- [Given request]
In the excerpt on Maryland counties and teacher pension costs, how much could shifting teacher pensions add to Prince George's County's deficit?

- [Extract provided]
........

Montgomery County has had to deal with a budget gap of $1.8 billion over the last three years, said Berliner, adding that "we're facing another $135 million budget gap this year.
"We have cut, cut and cut," he said.
Officials from local governments around the state almost uniformly say those offsets do not represent real money to the counties. Some of the tax increases proposed have failed in previous years.
Ingrid M. Turner, a Prince George's councilwoman and president of the Maryland Association of Counties, said that even if all of the offsets come to fruition, they would only cover the costs of the first year.
"What about the out years?" said Turner, a Democrat. "Only the first year is covered."
"County governments are in no better shape than the state to shoulder the teacher pension costs," said Turner.
Prince George's County faces a $126 million deficit for the budget year that begins July 1. Shifting teacher pensions could add $34 million to that amount, said Prince George's County Executive Rushern Baker, a Democrat.
Anne Arundel County Executive John Leopold, a Republican, said the shift would be "an unfunded liability" that would threaten the county's newly acquired triple-A bond rating. The rating allows the county to borrow money at lower interest rates. A lower rating would cost county taxpayers more money for road and school projects.
The leader of one county—Baltimore County Executive Kevin Kamenetz, a Democrat—was conspicuously absent.
"(Kamenetz) has a different perspective than his colleagues," said Don Mohler, a spokesman and chief of staff to the Baltimore County executive. "The county executive believes that the governor has developed a reasonable approach to the transfer of pension costs to local governments."
Kamenetz has taken the opposite position from his fellow county leaders. Last week, Baltimore County Administrator Fred Homan told legislators from Baltimore County that the with two caveats.
"It's foolish for local governments to not recognize that we're all in this together," said Homan last week.
Homan said the county would accept a plan that included phasing in the costs, which to Baltimore County could be as high as $50 million annually, and that counted the cost against the school system budget directly.
johnny towson
9:43 pm on Wednesday, February 15, 2012
This is extreme cowardice on behalf of the County Administration. I don't want the Governor's fiscal irresponsibility to impact my County any more than it already does. Kamenetz stand up and represent the people. Is Homan the man in charge or is the County Executive? The Administration has no problem shifting more burden onto the BCPS side of the ledger. This is unsustainable. This further demonstrates the disconnect between the two entities, BCPS and the Administration, not working together. The more they play the game, the more we the tax payers, our families and communities lose. If there ever was a time and a call for leadership from the County, now is the time. This has future implications that will potentially bankrupt the county and threaten the current lives and retirement of thousands. Ask the county council what the people are saying about this because obviously they are the only ones whom know and care.
Calm down
10:28 pm on Wednesday, February 15, 2012
GinnyTowson is a serial Republican Kevin hater.
Bart
8:49 am on Thursday, February 16, 2012
Calmdown: With all due respect, you sound silly. You consistently throw around "serial Republican Kevin hater", you offer no facts, just call names. I'm a dyed in the wool Democrat, and, quite frankly, you make us all look bad. Please show some class.
John
8:28 am on Thursday, February 16, 2012
Can I shift my car payments to my bother in law???

........

- [Stored data]
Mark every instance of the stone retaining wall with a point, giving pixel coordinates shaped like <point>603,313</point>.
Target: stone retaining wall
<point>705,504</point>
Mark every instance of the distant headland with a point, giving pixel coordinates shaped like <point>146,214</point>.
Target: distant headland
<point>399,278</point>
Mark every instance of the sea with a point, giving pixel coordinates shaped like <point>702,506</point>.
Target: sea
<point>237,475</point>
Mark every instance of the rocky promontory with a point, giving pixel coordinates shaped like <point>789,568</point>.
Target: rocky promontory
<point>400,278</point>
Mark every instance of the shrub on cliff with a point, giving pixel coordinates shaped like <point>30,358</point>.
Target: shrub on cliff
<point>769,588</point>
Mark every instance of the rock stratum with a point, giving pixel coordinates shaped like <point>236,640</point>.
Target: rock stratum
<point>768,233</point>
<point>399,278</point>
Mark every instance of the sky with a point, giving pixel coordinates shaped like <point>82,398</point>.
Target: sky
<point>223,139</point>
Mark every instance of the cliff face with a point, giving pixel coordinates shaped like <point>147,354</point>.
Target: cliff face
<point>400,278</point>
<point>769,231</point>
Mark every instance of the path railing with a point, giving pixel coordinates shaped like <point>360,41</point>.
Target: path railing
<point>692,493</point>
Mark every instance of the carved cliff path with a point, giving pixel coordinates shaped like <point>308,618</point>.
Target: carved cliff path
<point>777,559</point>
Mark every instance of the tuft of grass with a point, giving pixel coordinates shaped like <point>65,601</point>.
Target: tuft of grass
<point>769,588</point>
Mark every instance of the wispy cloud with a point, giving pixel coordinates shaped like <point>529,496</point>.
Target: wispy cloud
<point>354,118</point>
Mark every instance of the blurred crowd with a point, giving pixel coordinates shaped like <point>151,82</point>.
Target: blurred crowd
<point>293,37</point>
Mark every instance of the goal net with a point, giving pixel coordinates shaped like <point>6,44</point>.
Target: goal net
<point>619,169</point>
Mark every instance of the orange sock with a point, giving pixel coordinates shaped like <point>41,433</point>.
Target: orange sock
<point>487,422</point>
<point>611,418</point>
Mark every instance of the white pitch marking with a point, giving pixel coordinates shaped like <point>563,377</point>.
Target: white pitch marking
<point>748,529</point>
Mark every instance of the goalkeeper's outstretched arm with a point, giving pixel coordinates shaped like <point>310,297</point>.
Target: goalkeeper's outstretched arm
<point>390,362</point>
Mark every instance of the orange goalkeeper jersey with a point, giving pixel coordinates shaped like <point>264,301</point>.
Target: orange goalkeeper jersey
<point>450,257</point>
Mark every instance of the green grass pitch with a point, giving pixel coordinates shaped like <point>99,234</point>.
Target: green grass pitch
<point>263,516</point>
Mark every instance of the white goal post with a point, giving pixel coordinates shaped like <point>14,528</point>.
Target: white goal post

........

- [Result of the exercise]
$34 million